Not everyone’s circumstances are the same, meaning you could end up spending more — or less — money than the next person in your retirement years. Here are some other major things to account for when determining whether $1 million is enough for you:

  • Longevity: The National Center for Health Statistics found that the average life expectancy is 74.8 years old for males and 80.2 years for females. If you’re in good health and have a history of long-lived relatives, you could live even longer.

  • Lifestyle: The way you choose to live has a major impact on your annual spending. If you plan to engage in a lot of expensive activities or hobbies after retirement — like traveling — your money could run out faster.

  • Charitable inclination: Philanthropy is always a win, but only if it fits into your budget. If you feel like helping other people or giving back to the community, you might want to choose another method other than cash contributions.

  • Other expenses: One million dollars will last 17 years, assuming you don’t have any debts. You might be able to afford a small mortgage payment, property taxes and insurance. But if you still owe money on a car or other loans or credit cards, this could put a major strain on your funds.

### ENTRIES SHOWN
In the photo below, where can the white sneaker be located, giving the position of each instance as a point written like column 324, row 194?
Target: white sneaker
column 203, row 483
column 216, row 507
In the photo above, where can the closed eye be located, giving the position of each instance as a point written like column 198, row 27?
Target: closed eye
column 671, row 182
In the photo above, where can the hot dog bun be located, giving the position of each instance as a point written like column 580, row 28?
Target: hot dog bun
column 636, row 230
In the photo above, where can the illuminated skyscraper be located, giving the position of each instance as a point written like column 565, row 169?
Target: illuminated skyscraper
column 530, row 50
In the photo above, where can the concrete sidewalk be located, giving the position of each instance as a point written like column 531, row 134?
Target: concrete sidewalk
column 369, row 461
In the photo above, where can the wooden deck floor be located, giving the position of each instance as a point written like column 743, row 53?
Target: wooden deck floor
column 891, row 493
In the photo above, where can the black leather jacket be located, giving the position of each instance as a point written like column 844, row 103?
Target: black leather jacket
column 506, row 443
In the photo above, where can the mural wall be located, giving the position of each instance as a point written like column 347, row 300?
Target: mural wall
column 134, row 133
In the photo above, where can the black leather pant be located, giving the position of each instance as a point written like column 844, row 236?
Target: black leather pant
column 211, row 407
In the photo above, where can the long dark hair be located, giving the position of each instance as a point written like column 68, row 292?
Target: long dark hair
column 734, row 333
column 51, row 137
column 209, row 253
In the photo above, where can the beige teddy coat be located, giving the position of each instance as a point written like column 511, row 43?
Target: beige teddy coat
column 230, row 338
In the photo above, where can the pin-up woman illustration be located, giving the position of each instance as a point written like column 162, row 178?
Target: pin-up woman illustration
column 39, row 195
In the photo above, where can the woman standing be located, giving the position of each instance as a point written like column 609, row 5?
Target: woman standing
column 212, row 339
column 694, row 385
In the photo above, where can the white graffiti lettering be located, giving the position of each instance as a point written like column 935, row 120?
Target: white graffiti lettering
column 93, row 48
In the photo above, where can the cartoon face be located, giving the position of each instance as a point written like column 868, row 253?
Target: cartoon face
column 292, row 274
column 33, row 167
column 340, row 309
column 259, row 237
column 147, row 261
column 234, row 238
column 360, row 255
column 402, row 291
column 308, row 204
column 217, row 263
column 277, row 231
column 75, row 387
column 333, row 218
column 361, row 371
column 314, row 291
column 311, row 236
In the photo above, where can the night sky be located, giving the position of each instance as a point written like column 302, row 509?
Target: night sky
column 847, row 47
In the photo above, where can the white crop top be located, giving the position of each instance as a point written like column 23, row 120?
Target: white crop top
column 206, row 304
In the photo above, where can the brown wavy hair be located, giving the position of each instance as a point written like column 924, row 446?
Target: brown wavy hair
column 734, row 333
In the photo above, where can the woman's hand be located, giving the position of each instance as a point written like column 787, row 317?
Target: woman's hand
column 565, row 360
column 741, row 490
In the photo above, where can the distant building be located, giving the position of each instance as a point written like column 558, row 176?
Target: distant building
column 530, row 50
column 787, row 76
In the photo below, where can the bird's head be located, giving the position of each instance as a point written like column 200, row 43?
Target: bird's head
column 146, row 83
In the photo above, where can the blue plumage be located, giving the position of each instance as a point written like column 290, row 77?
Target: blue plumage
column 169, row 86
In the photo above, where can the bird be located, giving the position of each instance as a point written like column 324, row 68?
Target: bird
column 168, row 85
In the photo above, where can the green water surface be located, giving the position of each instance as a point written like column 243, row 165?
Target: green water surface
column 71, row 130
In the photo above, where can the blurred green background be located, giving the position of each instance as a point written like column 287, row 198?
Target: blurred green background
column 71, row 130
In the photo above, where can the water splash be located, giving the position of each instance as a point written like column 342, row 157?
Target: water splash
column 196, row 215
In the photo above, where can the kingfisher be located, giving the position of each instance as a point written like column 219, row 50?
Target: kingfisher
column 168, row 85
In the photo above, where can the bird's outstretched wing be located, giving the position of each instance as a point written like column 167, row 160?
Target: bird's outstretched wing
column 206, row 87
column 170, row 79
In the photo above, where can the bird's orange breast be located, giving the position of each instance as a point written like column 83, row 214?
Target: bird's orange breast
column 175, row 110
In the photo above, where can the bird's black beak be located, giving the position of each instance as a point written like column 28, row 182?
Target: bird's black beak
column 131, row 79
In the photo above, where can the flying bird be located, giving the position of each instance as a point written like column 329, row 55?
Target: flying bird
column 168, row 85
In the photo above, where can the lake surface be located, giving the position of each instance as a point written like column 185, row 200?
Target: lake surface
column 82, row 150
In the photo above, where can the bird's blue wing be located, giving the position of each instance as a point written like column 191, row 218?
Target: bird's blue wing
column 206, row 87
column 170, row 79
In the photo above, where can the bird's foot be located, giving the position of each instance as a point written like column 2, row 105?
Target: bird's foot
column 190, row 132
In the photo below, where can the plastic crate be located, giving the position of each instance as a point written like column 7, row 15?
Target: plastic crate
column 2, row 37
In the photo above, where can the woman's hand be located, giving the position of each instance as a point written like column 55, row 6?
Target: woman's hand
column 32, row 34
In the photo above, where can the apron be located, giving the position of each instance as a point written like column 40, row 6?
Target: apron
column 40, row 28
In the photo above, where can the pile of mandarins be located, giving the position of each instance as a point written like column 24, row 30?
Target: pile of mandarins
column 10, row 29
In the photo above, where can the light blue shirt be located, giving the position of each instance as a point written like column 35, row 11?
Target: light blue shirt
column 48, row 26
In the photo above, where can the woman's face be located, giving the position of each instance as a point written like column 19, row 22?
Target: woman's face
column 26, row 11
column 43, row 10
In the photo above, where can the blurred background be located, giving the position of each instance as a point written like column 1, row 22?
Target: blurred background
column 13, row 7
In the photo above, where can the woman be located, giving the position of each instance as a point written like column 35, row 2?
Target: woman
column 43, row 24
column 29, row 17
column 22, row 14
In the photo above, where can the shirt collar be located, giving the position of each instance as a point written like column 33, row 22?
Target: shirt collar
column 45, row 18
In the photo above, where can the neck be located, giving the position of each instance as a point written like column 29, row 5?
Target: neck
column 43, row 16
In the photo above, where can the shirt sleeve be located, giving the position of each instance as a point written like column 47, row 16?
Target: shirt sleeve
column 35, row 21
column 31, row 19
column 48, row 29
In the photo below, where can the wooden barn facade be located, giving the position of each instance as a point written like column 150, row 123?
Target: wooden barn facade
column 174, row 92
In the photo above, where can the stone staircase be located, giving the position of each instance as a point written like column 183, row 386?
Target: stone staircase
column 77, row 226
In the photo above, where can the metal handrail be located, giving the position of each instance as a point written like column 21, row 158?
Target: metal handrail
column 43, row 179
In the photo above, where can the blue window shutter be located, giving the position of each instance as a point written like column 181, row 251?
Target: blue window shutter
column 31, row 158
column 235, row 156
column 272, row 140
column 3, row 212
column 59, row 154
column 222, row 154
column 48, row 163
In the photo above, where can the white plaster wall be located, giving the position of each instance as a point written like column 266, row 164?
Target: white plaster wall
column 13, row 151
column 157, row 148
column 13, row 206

### EXERCISE GOAL
Continue the passage on whether $1 million is enough for retirement, starting after its last bullet point.

### TASK OUTPUT
  • Healthcare and long-term care: Don’t forget about your healthcare needs. Depending on your circumstances, $7,321 might not be enough money to cover your annual medical expenses. If you anticipate needing long-term care, you’ll need a larger nest egg before retiring.

  • Taxes: Everyone’s subject to taxes, even in retirement. One area you might not have considered is the taxes on your retirement accounts. If you don’t take out the required minimum distribution (RMD) by the time you reach a certain age (72 or 73), you could be taxed up to 50% on the amount you don’t withdraw.

  • Inflation: The current inflation rate is 3.4%, but as recent years have shown, it can fluctuate wildly. If your $1 million isn’t in a high-yield account, it might end up losing its value over time.